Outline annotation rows
***

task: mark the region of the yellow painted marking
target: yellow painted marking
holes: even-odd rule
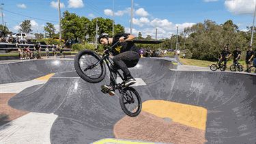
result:
[[[55,73],[50,74],[42,76],[40,78],[36,78],[36,80],[49,80],[51,76],[52,76],[55,74]]]
[[[165,100],[148,100],[142,104],[142,111],[205,130],[207,110],[200,106]]]
[[[132,143],[132,144],[142,144],[142,143],[148,143],[148,144],[152,144],[152,143],[145,143],[145,142],[137,142],[137,141],[121,141],[121,140],[117,140],[117,139],[104,139],[100,141],[98,141],[96,143],[97,143],[97,144],[104,144],[105,143],[108,142],[112,142],[115,143],[124,143],[124,144],[129,144],[129,143]]]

***

Rewrite the rows above with "yellow" changed to "white" everywhere, keeping everything else the same, and omit the pictures.

§ Full solution
task: mark the region of the white painted marking
target: white painted marking
holes: even-odd rule
result:
[[[55,73],[50,74],[42,76],[40,78],[36,78],[36,80],[49,80],[51,76],[52,76],[55,74]]]
[[[165,100],[148,100],[142,104],[142,111],[205,130],[207,110],[200,106]]]
[[[132,143],[132,144],[142,144],[142,143],[148,143],[148,144],[152,144],[152,143],[145,143],[145,142],[137,142],[137,141],[121,141],[121,140],[117,140],[117,139],[104,139],[100,141],[98,141],[96,143],[97,143],[97,144],[104,144],[105,143],[108,142],[112,142],[115,143],[124,143],[124,144],[129,144],[129,143]]]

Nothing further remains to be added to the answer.